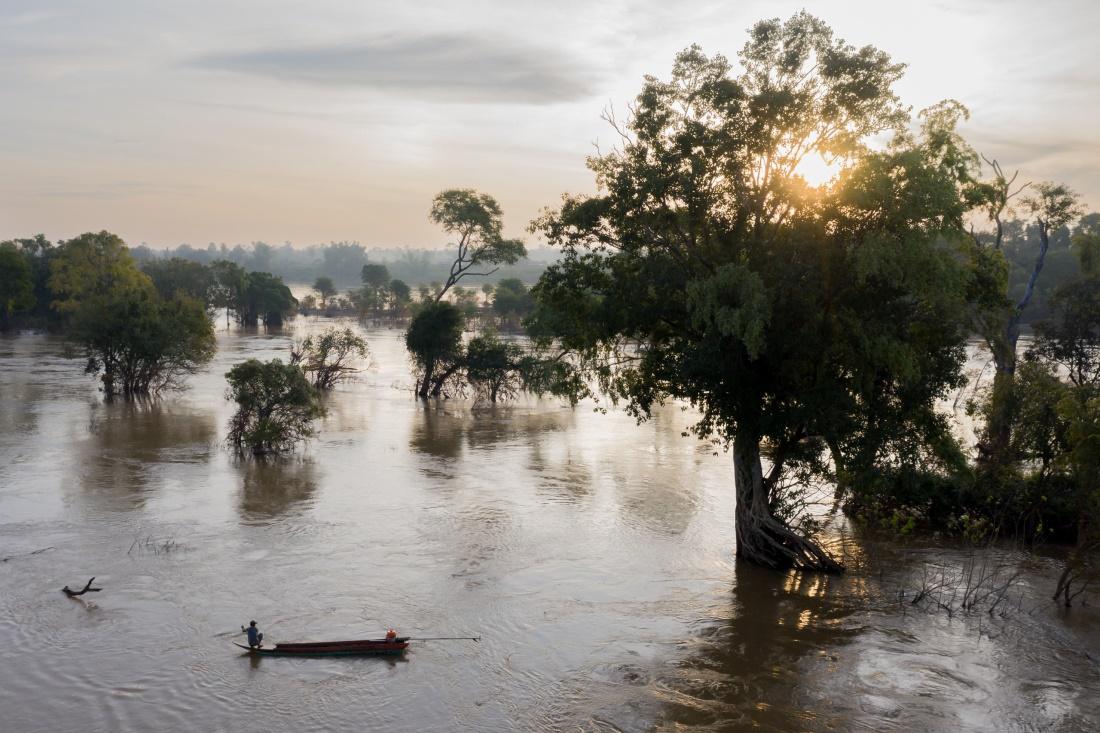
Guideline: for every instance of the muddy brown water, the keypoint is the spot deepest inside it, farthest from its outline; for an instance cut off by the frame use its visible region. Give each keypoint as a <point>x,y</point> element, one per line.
<point>593,556</point>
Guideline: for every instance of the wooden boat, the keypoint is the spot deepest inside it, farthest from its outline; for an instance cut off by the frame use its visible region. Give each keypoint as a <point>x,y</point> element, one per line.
<point>352,647</point>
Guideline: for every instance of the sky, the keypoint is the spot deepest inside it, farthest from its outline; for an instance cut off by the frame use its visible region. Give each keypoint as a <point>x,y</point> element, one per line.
<point>240,120</point>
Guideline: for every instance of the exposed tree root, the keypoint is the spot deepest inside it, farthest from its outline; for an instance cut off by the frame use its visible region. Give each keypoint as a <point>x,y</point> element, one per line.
<point>761,538</point>
<point>766,540</point>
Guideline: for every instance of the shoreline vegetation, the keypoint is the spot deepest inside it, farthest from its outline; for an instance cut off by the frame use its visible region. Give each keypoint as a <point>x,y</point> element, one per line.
<point>815,329</point>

++++++

Retype the lines of the listing word for word, beginning with the line that contains "Guideline: for every instance of the sky, the" and continuing through the line that contains "<point>766,540</point>".

Guideline: for every instance of the sky, the keypoint is the spot deepest inside it, farthest from its outline; for an instance cut off by the frame use its visible region. Give each keypoint as a <point>x,y</point> element, one per line.
<point>240,120</point>
Guideline: for every instance of the exposed tree root, the keypoint is the spot deepest inside it, farthest from its outline; for an instance cut off by the frame use its visible region. Give each keypoint as a <point>x,y</point> element, one per line.
<point>761,538</point>
<point>766,540</point>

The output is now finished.